▶ _Requirements_:
Copy the listing below word for word, omitting the pictures from your copy.

(Stored items from a collection)
----

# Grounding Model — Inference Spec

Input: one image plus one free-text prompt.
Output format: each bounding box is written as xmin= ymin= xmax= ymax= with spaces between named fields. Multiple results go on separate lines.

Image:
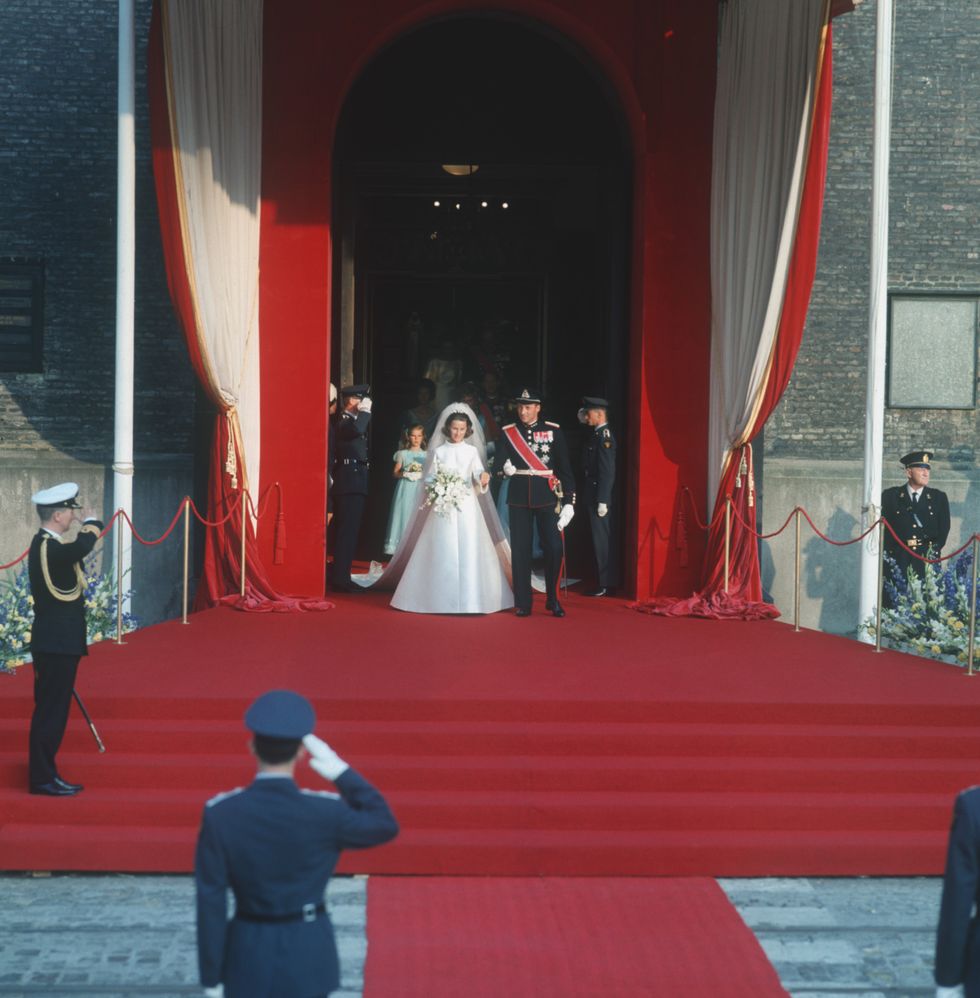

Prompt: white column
xmin=858 ymin=0 xmax=893 ymax=643
xmin=112 ymin=0 xmax=136 ymax=611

----

▶ _Task response_:
# Grounding Model — Inference Spec

Input: one image plus one free-text prompt.
Output format: each bounding box is written as xmin= ymin= xmax= ymax= with spaces between named fields. Multiple results go on separate lines.

Image:

Prompt: white column
xmin=858 ymin=0 xmax=893 ymax=643
xmin=112 ymin=0 xmax=136 ymax=611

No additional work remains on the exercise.